Brief A — In the lifeboat repair passage, rewrite the paragraph beginning "It was in the course of this rescue operation" more briefly, keeping its main facts.
Brief B — Continue the lifeboat repair passage, picking up after its last sentence.

Provided passage —
Although there was no set time for the repair work itself, it did take longer than planned due to the closure of the boatyard it was situated because of the coronavirus lockdown.
The St Peter Port lifeboat had been damaged last November when it had been called out to rescue a fisherman whose boat
had sunk and he had swum to rocks off Herm.
It was in the course of this rescue operation that the lifeboat damaged one of its bilge keels, which provide lateral resistance to the water, prevent rolling, and support its weight on dry dock, when it collided with submerged rocks when a severe squall blew across the area resulting in the Spirit of Guernsey’s port quarter being struck. It was this that needed to be repaired.
The lifeboat had continued on but, after an underwater inspection, it was confirmed that damage had been caused to the lifeboat and it was decided to take it out of service.
While it was being repaired other routine work was also performed on the lifeboat as well.
Lifeboat station manager Chris Harvey said that the repair work had now finished and it was due back soon.

Given information —

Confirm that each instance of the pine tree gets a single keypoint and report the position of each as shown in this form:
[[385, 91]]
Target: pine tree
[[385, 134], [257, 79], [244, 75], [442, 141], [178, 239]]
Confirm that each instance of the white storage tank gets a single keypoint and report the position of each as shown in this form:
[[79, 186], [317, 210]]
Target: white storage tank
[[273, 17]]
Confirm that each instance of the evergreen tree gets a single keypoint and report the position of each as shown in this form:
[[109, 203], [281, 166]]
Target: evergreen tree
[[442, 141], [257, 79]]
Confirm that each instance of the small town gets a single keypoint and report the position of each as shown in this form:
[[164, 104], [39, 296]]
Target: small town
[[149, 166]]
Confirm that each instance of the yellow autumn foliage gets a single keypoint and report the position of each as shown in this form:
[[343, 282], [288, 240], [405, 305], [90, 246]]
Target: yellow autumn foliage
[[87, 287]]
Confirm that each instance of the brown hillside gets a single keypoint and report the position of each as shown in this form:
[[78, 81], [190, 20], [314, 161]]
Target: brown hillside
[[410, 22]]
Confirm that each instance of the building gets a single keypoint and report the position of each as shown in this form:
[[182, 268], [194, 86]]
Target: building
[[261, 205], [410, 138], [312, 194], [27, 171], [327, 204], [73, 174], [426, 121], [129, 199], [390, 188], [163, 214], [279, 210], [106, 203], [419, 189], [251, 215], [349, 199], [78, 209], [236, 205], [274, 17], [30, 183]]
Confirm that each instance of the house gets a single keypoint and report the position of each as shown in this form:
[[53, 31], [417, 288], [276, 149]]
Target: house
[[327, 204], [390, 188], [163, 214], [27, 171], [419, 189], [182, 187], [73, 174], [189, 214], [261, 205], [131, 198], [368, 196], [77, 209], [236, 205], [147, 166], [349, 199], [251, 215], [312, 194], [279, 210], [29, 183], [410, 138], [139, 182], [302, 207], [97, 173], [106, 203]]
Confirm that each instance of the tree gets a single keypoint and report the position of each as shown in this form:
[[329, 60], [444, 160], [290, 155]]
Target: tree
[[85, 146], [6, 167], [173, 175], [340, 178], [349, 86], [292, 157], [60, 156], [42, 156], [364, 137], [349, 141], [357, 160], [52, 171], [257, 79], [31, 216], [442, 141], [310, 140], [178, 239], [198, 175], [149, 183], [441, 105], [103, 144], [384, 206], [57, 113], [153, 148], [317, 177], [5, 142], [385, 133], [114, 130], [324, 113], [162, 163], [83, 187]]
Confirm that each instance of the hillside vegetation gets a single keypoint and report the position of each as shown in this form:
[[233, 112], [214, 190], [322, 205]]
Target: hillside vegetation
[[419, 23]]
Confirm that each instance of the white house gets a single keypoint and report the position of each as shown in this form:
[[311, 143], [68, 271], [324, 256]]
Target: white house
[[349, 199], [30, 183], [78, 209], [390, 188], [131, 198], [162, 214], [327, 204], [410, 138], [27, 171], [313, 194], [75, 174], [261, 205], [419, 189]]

Written response A — During this rescue, a severe squall blew across the area and the lifeboat collided with submerged rocks, striking the Spirit of Guernsey's port quarter. One of its bilge keels was damaged. These keels provide lateral resistance to the water, prevent rolling, and support the boat's weight on dry dock. That damage was what needed to be repaired.

Written response B —
‘It will return between Wednesday and Friday next week [w/c 29/06],’ he said.
‘The UK crew will bring her back to Guernsey and to abide by quarantine rules they will not come ashore, we will then deep clean the lifeboat and hopefully she’ll be ready to be on station within a few hours.’
The lifeboat left Guernsey on 17 December for Poole and is currently waiting in Poole for her return.
Guernsey operates with two lifeboats, the inshore The Elizabeth and Margaret Milligan B-class Atlantic lifeboat, which was introduced in July last year, and the all-weather the Spirit of Guernsey, which has had its cover provided by Relief Severn Class Lifeboat Fraser Flyer while it was undergoing repairs.